» **Stated goal**
Please reproduce the lines below verbatim, everything from the first line down to the line containing "POLYGON ((36 75, 0 44, 0 75, 36 75))", with both of those lines included.

══ Exercise material

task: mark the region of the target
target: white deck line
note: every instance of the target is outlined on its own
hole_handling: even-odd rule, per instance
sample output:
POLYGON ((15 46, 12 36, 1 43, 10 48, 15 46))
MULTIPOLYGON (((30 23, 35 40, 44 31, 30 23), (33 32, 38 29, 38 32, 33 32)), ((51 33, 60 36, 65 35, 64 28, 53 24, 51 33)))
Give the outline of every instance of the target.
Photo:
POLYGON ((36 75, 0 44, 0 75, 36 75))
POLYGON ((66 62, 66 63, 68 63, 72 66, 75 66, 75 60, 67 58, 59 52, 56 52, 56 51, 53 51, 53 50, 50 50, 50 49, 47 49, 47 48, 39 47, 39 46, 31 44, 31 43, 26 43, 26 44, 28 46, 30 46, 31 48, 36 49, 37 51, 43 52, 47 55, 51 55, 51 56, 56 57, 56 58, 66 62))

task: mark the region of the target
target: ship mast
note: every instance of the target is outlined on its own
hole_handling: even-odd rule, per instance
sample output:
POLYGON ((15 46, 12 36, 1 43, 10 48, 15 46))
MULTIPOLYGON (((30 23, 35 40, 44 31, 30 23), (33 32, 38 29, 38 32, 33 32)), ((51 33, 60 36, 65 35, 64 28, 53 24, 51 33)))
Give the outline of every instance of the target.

════

» **Finished answer**
task: mark the region of the target
target: white deck line
note: every instance of the target is outlined on its own
hole_handling: even-odd rule, per instance
sample output:
POLYGON ((15 46, 12 36, 1 43, 10 48, 15 46))
MULTIPOLYGON (((30 23, 35 40, 44 31, 30 23), (33 32, 38 29, 38 32, 33 32)), ((51 33, 60 36, 65 35, 64 28, 53 24, 51 33)))
Give the outline of every instance of the target.
Photo:
POLYGON ((36 75, 0 44, 0 75, 36 75))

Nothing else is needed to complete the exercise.